Consigna
Cita literalmente el pasaje del texto sobre el 11 de septiembre que empieza en "En un paneo" y termina en "de guerra, además.".

Era el 11 de
septiembre de 1973 cuando la imagen de un televisor ruso trajo hasta la sala
de mi casa, para entonces yo una pequeña despreocupada, las imágenes en blanco
y negro de la metralla, bombas, gases lacrimógenos, que luego devino certeza:
la Moneda, el palacio de Gobierno chileno, había sucumbido cuando su último defensor, Salvador Allende,
prefirió morir a caer en manos de los traidores, quienes hasta el día anterior
compartían la mesa de Gobierno del Chile de la Unidad Popular.
Después supe del
Estadio Nacional de Santiago, convertido en campo de concentración. Allí, el
júbilo de espectadores y el olor a sudor de los futbolistas se trocó en muerte,
espanto, tortura. Llegó la noticia del asesinato de Víctor Jara, el inolvidable
autor de Te Recuerdo Amanda, en aquel recinto no concebido para el horror, mutiladas
sus manos para impedirle desgarrar las cuerdas por la Patria.
Desde entonces,
ya para siempre, el 11 de septiembre fue un día triste, de calle mojada, lluvia
en el pelo, con sonrisa ancha, sin un trovador desgarbado, vestido con poncho
tejido por manos indígenas y pantalón campana, para arrancarle a su guitarra la
contextual melodía de Te Recuerdo Amanda.
Muchos años
después, tantos como para que mi hija Amanda, tributo personal a Víctor Jara,
comprendiera o al menos trate de comprender al mundo, caen dos torres humanas, en Nueva York, allí mismo donde se planeó el asesinato de Allende y con este acto, la
destrucción de su proyecto social pensado para el expoliado país minero de
Suramérica.
Consternada,
cuando al parecer quedaban atrás el caudillismo y los golpes de estado, la
humanidad veía caer la esperanza de una existencia más civilizada. El mismísimo
Nueva York de Liza Minelli y Broadway, se llenaba de cenizas humanas y
destrucción.
Y en vez de paz,
stop war or no more destrucction; llegaron las invasiones, amenazas, listas
negras a la usanza de la guerra fría. ¿Amigo o enemigo? ¿Con el Imperio o
contra él? ¿Petróleo? Y cualquier respuesta, afirmativa o negativa, era y es,
suficiente para que aterricen en lejanas o cercanas geografías –de recursos
naturales, of course- divisiones helitransportadas, mercenarios de cascos
azules o verdes, soldados masticadores de chicles mentolados, con olor a odio…
Septiembre
otoñal, lluvioso, gris, de hojas caídas, allá en Europa, fue escogido por los
nazi-fascistas para invadir a Polonia y con este acto iniciar la II Guerra
Mundial, causante de unos 20 millones de muertos. No bastan los más de 70 años transcurridos
para olvidar y en el noveno mes del año se escucha una plegaria a la existencia
humana.
En un paneo a la
geopolítica, el mundo continúa siendo este planeta sucio y empobrecido por la
propia mano del hombre, a estas alturas más evolucionado, pero con escasa
consciencia de que oxígeno, agua, petróleo… recursos al fin, constituyen, en
presente y futuro, motivos de guerra, además.
La crisis no lo
es simplemente, resulta una crisis enorme del siglo XXI, supera aquella otra de allá
por los 30 conocida como la depresión, y escala todos los valores: humanos y
divinos, espirituales y materiales, creíbles o inverosímiles.
Mientras tanto,
Amanda, razón más que suficiente para amar la existencia, mi homenaje personal
a Víctor Jara, vuelve al aula de un hospital, con sus nuevos compañeros de internado, con olor a fenol para aprender de Cirugía,
cuando septiembre deja caer la hoja 11 del calendario.

Información presentada
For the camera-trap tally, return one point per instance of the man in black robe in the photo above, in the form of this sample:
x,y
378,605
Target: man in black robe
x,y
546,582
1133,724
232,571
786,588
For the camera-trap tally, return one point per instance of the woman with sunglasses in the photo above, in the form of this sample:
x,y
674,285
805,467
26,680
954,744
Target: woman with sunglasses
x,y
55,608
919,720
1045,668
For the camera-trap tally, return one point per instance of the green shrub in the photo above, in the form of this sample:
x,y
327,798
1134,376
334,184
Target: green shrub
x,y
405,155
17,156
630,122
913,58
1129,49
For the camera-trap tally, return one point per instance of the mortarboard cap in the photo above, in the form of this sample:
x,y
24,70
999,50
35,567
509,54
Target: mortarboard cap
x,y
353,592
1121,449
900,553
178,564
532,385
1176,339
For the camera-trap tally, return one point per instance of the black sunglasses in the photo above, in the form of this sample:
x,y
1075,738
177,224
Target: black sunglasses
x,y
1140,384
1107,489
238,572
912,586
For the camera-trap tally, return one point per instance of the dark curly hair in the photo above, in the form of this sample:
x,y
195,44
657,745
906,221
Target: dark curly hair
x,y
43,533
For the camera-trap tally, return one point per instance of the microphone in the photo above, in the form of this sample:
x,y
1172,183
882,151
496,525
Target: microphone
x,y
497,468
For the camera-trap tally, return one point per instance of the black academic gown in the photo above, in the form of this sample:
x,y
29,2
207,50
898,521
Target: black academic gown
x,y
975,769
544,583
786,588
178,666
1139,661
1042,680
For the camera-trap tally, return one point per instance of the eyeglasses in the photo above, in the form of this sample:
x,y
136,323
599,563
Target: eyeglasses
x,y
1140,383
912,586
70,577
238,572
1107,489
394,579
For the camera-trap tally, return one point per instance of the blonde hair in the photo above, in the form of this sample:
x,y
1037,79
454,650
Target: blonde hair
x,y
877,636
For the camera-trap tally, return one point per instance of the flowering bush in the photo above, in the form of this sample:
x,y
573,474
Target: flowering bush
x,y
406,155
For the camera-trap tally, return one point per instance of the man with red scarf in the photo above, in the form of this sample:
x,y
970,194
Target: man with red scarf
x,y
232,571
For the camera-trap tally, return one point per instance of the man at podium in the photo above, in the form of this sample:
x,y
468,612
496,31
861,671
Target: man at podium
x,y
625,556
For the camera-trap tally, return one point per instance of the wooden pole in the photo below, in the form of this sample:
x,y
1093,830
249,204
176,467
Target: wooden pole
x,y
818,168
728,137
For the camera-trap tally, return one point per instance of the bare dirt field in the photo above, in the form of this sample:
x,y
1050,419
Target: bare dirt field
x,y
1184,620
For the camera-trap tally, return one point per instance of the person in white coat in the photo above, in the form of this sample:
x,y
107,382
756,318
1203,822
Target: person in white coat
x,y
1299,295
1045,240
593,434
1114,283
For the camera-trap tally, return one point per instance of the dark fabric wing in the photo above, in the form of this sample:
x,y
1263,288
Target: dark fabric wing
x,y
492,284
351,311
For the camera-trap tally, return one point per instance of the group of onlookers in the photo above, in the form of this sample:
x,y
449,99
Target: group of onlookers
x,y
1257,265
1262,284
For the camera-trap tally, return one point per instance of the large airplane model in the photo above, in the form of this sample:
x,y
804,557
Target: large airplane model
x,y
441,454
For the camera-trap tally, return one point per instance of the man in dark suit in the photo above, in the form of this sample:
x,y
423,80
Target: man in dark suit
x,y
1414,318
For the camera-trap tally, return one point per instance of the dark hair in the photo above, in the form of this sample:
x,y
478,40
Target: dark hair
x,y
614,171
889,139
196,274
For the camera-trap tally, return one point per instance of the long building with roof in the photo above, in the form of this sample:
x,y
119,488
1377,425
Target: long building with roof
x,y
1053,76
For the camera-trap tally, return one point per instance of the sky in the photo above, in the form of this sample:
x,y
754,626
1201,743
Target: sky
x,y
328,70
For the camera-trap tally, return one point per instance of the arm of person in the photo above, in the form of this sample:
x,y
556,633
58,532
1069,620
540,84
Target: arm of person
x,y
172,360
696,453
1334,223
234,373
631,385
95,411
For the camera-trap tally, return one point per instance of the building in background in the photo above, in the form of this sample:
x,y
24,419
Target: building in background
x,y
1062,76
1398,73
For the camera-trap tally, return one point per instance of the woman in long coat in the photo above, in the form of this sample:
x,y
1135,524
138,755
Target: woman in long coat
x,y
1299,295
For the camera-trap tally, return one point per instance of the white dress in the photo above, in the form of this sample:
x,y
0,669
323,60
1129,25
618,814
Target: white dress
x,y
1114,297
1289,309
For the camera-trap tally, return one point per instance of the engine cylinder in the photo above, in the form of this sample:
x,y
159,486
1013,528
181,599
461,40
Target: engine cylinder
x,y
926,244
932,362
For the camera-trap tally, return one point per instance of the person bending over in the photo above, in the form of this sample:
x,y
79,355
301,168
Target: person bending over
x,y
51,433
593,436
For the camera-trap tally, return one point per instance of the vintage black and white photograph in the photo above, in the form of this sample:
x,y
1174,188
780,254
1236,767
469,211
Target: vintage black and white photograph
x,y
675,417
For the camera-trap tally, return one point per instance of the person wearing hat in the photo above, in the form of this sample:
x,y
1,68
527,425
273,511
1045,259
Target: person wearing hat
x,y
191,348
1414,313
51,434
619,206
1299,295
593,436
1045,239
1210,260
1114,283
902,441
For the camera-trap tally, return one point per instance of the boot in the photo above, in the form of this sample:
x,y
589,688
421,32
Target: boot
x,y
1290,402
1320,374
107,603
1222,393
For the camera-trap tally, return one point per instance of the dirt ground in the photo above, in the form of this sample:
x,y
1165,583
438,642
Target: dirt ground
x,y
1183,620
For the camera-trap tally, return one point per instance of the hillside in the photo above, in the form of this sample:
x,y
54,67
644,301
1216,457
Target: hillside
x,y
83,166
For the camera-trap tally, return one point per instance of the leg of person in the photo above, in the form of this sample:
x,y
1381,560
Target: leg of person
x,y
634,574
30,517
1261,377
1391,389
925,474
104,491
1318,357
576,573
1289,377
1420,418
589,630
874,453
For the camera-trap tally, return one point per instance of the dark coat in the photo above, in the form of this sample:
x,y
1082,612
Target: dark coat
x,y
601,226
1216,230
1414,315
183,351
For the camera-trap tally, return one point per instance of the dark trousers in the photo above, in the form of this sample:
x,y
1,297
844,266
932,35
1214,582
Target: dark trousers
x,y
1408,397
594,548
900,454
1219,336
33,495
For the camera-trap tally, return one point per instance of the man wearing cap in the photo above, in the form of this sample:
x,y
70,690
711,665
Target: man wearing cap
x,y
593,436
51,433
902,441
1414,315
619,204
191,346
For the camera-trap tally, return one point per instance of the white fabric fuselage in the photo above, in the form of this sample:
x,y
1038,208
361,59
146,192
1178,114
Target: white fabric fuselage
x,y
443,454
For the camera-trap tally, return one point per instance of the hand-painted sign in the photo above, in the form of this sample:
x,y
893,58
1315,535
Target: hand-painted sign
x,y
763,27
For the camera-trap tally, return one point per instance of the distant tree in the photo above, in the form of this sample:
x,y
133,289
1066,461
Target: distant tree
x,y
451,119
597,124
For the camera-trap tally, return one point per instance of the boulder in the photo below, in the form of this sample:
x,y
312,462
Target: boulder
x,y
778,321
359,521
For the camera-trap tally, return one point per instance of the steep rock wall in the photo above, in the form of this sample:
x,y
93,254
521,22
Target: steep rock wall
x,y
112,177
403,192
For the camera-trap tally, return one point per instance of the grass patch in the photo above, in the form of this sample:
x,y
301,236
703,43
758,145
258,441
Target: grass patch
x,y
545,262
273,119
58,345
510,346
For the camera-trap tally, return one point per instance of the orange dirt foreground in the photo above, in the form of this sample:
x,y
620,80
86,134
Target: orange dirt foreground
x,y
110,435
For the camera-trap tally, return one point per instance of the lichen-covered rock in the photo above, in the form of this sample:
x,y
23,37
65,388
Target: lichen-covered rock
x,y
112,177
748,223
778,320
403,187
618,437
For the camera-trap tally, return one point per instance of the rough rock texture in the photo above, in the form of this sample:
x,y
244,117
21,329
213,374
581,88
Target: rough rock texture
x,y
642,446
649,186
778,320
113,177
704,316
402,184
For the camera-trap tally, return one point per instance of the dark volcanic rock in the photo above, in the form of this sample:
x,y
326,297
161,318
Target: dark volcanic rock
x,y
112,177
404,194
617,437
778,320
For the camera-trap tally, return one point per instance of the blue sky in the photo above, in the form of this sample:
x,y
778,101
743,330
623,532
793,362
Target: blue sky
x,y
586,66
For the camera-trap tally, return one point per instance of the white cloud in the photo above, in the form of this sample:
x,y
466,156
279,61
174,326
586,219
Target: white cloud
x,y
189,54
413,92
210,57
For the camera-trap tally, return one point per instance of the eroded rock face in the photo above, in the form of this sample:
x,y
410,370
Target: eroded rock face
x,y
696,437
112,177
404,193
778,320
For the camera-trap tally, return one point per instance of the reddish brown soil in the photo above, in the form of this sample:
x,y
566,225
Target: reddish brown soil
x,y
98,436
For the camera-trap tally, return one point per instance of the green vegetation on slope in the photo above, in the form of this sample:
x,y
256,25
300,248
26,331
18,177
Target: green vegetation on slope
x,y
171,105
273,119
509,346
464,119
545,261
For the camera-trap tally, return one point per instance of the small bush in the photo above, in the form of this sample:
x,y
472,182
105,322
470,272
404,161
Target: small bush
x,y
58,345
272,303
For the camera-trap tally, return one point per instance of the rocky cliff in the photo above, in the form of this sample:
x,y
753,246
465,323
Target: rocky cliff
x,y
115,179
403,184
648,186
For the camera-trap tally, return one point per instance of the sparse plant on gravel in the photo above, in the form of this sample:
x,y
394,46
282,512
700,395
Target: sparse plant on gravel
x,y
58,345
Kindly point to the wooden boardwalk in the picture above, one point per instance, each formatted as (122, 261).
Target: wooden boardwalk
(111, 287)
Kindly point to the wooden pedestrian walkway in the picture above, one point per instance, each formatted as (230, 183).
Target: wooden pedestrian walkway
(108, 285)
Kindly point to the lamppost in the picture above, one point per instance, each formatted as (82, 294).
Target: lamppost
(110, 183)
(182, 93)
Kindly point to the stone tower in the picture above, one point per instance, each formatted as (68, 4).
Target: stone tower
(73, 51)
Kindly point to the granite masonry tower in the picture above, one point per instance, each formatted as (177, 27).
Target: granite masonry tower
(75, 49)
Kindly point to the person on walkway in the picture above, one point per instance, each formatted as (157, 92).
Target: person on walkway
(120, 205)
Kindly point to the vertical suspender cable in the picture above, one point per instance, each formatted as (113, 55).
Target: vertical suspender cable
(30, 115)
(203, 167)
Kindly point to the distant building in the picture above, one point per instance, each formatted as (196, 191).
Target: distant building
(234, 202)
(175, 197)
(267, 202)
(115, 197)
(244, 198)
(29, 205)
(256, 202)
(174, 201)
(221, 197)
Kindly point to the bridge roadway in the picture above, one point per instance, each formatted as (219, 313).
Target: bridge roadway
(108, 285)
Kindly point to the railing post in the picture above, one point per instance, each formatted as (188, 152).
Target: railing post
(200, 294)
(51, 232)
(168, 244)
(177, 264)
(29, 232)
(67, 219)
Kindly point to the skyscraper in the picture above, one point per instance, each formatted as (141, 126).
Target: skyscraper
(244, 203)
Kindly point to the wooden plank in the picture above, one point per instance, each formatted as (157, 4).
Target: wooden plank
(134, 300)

Respuesta escrita
En un paneo a la
geopolítica, el mundo continúa siendo este planeta sucio y empobrecido por la
propia mano del hombre, a estas alturas más evolucionado, pero con escasa
consciencia de que oxígeno, agua, petróleo… recursos al fin, constituyen, en
presente y futuro, motivos de guerra, además.